▸ **Directions**
Copy the records below word for word, leaving out the pictures.

▸ **Data records**
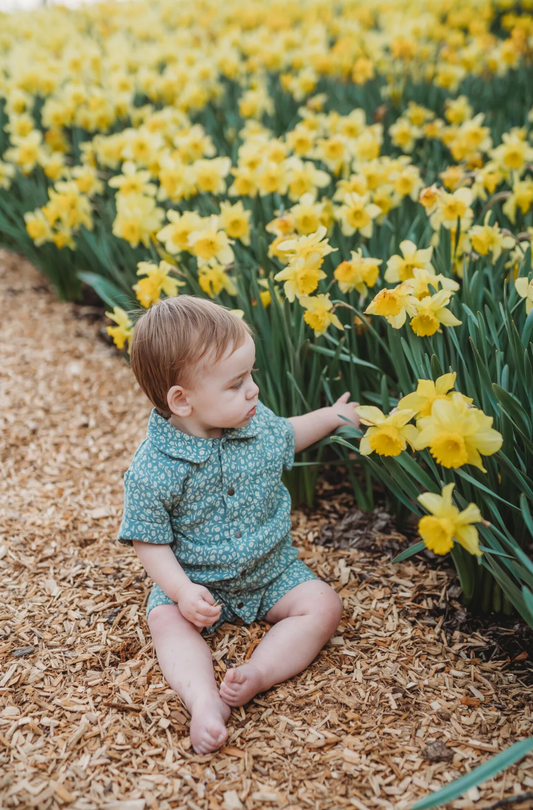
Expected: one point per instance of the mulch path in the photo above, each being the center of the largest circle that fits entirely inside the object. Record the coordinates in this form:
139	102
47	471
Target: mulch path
398	704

▸ **Expected answer**
Expected: one point per instance of the mulch path in the photo above, each being the center of the largest circle that fits entirely inside the object. Record the coordinates in this form:
139	102
47	471
Target: mulch path
398	704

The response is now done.